WORK REQUIRED: Copy out, word for word, everything below from the line containing "Roadside-survey request: point out the dirt road" down to the line containing "(1115, 790)", with both of those lines included.

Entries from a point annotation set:
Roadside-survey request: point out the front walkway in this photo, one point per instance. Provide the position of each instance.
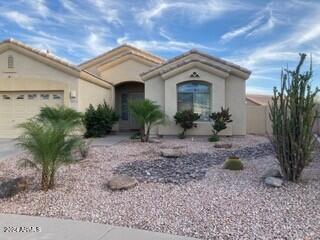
(56, 229)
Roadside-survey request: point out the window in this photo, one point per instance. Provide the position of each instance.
(124, 107)
(32, 96)
(10, 62)
(44, 96)
(5, 97)
(20, 97)
(56, 96)
(195, 96)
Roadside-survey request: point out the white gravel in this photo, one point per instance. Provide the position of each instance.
(224, 205)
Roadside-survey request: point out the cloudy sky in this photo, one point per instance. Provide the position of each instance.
(262, 35)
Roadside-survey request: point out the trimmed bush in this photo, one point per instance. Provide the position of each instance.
(99, 121)
(186, 120)
(233, 163)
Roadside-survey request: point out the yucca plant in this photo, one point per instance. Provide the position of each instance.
(50, 146)
(147, 114)
(292, 113)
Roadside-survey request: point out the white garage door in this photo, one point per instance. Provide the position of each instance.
(17, 107)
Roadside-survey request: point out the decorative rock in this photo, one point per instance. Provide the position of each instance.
(273, 172)
(12, 187)
(171, 153)
(273, 181)
(122, 182)
(223, 145)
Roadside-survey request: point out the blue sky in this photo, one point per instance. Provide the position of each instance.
(261, 35)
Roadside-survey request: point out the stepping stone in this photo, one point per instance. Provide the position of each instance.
(273, 181)
(12, 187)
(171, 153)
(122, 182)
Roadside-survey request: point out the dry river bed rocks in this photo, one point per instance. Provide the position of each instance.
(222, 204)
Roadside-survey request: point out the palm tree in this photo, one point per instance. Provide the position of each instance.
(50, 147)
(147, 114)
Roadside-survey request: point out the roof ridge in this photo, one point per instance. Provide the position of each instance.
(152, 57)
(196, 51)
(39, 52)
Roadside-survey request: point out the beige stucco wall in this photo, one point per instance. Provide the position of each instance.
(235, 93)
(128, 70)
(32, 75)
(92, 94)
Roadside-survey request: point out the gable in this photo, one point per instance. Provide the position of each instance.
(124, 71)
(194, 58)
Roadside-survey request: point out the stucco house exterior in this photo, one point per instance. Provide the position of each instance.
(30, 79)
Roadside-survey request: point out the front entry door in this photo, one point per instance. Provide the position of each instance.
(127, 121)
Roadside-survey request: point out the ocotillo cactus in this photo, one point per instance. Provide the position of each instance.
(292, 113)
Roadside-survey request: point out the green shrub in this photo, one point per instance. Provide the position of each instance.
(293, 114)
(220, 120)
(186, 119)
(233, 163)
(50, 146)
(147, 114)
(99, 121)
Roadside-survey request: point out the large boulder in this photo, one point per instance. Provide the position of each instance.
(272, 172)
(171, 153)
(12, 187)
(122, 182)
(223, 145)
(273, 181)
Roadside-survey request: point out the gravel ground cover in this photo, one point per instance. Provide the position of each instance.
(219, 204)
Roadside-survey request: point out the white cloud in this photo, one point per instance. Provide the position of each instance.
(40, 7)
(109, 10)
(21, 19)
(95, 44)
(264, 22)
(197, 11)
(164, 46)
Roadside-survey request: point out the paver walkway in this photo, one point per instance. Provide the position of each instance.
(58, 229)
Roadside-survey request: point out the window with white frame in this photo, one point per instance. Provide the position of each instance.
(10, 62)
(195, 95)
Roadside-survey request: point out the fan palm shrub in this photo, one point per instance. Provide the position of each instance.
(292, 113)
(147, 114)
(186, 119)
(50, 146)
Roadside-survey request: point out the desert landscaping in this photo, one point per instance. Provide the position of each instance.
(189, 195)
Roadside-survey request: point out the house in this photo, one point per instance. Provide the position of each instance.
(30, 79)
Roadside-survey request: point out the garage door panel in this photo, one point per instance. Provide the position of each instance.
(18, 107)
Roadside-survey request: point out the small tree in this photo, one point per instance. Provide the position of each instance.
(147, 114)
(292, 113)
(220, 121)
(99, 121)
(186, 119)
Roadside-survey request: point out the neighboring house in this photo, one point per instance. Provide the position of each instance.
(30, 79)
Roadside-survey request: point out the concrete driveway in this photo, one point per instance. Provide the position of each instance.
(8, 148)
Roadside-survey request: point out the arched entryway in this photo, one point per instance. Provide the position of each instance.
(124, 94)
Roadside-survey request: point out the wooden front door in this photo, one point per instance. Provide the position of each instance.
(127, 122)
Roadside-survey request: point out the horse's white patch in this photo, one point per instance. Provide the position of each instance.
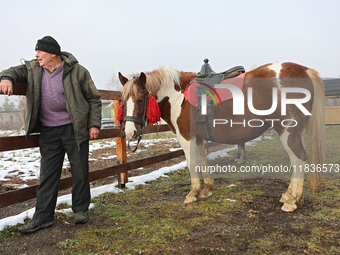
(129, 125)
(276, 67)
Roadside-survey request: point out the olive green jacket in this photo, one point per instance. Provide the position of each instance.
(83, 101)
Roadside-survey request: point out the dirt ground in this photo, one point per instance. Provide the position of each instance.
(255, 226)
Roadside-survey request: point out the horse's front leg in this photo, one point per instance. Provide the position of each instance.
(294, 194)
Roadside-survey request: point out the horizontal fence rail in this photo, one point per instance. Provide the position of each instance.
(24, 194)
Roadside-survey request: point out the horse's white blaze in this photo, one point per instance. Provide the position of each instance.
(276, 67)
(130, 128)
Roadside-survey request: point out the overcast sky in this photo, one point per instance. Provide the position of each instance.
(109, 36)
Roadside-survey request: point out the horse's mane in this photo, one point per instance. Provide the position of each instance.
(165, 76)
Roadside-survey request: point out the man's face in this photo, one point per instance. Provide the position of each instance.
(44, 58)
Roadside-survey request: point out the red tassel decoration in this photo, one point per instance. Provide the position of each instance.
(120, 114)
(153, 114)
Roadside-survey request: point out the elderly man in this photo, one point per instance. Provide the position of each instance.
(64, 105)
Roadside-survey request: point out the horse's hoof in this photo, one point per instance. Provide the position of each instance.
(206, 195)
(287, 208)
(189, 200)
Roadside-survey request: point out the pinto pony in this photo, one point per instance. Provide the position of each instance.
(167, 86)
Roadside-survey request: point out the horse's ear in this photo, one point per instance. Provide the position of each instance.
(142, 79)
(122, 79)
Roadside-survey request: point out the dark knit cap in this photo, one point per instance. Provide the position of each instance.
(48, 44)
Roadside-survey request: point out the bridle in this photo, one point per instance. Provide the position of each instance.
(141, 121)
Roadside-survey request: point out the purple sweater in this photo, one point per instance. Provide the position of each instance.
(52, 111)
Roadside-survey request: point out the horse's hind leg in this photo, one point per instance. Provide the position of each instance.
(241, 154)
(292, 143)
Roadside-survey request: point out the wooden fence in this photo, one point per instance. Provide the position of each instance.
(21, 142)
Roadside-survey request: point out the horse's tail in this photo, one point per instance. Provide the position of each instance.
(316, 129)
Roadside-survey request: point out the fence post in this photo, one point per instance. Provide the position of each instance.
(121, 150)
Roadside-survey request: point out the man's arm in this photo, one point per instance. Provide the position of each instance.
(6, 87)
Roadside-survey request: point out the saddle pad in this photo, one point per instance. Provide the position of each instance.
(224, 94)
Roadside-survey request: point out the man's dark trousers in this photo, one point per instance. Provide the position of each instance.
(53, 143)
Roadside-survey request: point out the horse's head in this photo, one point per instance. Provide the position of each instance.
(135, 97)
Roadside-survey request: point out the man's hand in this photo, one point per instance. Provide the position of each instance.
(6, 87)
(93, 132)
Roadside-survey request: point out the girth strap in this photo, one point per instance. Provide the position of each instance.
(205, 122)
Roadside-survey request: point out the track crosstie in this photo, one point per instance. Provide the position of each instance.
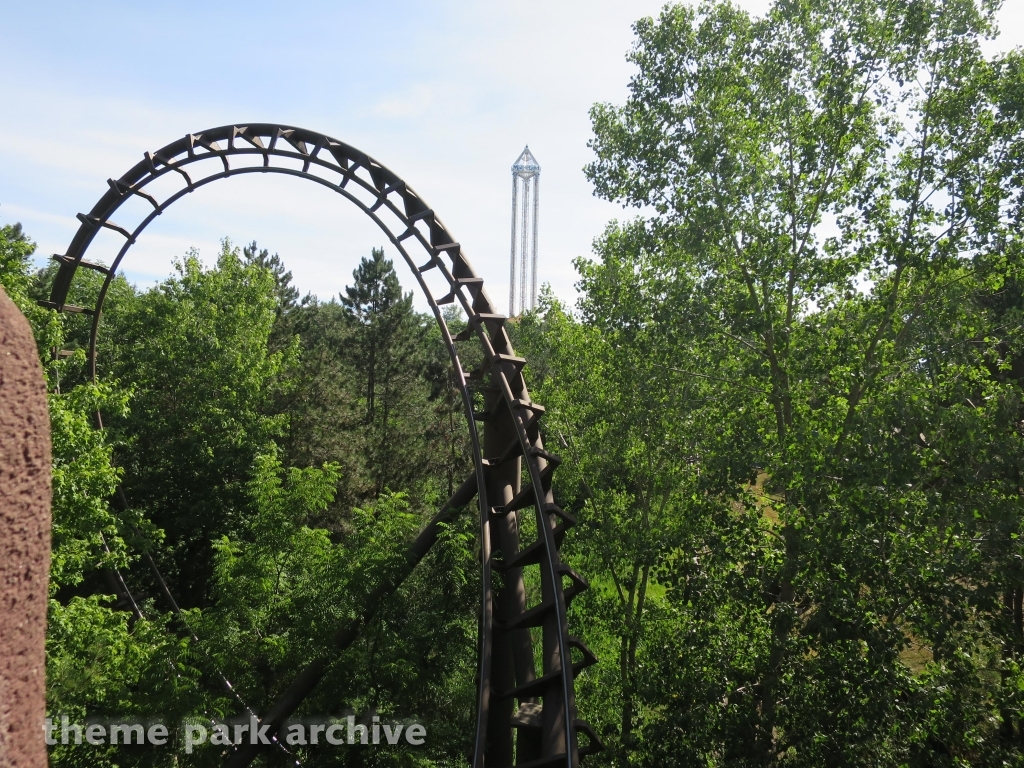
(506, 439)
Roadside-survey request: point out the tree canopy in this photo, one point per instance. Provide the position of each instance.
(790, 399)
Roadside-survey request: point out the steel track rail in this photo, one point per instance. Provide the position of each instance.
(548, 730)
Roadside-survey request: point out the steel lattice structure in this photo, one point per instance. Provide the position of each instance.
(546, 718)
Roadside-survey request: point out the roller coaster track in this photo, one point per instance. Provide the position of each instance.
(543, 730)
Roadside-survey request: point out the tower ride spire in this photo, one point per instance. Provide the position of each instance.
(525, 176)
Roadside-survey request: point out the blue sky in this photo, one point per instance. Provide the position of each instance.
(444, 93)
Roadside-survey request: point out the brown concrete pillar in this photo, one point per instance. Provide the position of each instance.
(25, 542)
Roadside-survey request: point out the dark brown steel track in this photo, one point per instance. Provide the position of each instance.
(546, 721)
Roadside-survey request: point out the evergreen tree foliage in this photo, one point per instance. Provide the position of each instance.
(791, 402)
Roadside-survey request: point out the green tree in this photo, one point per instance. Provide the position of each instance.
(196, 351)
(834, 194)
(387, 350)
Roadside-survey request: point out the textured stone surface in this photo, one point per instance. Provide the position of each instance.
(25, 542)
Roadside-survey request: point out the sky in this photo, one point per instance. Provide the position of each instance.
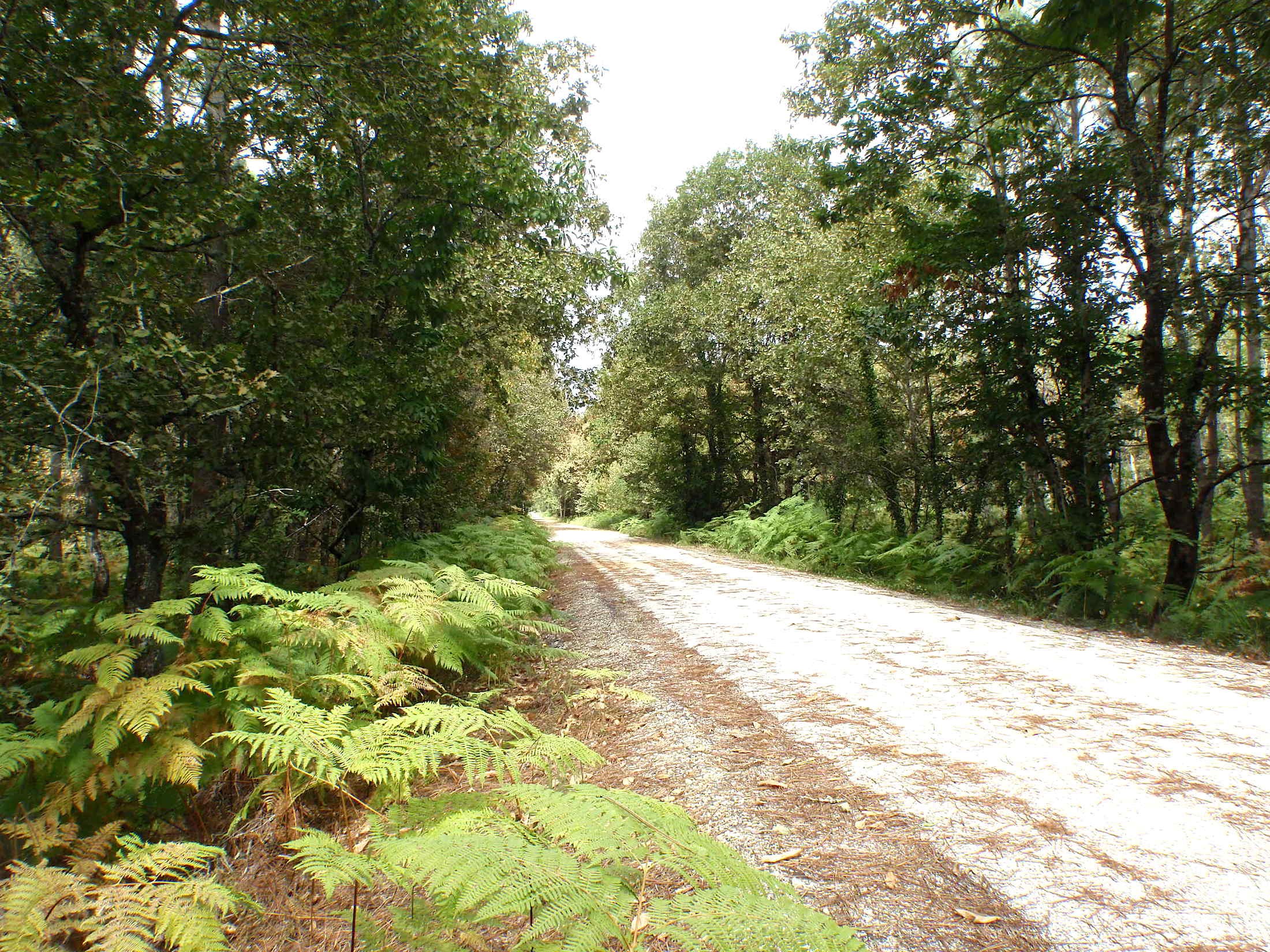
(683, 80)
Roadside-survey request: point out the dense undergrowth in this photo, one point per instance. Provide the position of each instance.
(1114, 583)
(280, 707)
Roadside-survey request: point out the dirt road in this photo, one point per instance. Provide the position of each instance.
(1112, 791)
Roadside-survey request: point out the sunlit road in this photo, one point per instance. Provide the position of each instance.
(1115, 790)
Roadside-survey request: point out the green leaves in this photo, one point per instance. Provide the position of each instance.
(580, 859)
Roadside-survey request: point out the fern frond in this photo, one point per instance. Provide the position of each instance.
(329, 864)
(729, 919)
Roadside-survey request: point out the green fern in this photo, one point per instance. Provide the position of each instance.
(393, 753)
(567, 868)
(154, 897)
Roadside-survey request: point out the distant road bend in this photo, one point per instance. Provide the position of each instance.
(1115, 791)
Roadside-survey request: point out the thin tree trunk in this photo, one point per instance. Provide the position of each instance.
(1252, 182)
(55, 478)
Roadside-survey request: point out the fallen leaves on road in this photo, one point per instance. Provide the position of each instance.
(977, 918)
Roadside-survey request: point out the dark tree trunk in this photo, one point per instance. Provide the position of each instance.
(55, 477)
(886, 475)
(100, 567)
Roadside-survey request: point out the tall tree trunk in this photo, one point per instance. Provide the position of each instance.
(886, 475)
(55, 478)
(1252, 183)
(100, 567)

COMPLETE RESPONSE:
Roadside-survey request: point out the dirt road in this photo, one point per instance. Provide the position of each instance.
(1112, 791)
Roadside-survey request: point out the sunlit road in this photo, one point per instance. Provide the position of each instance.
(1115, 790)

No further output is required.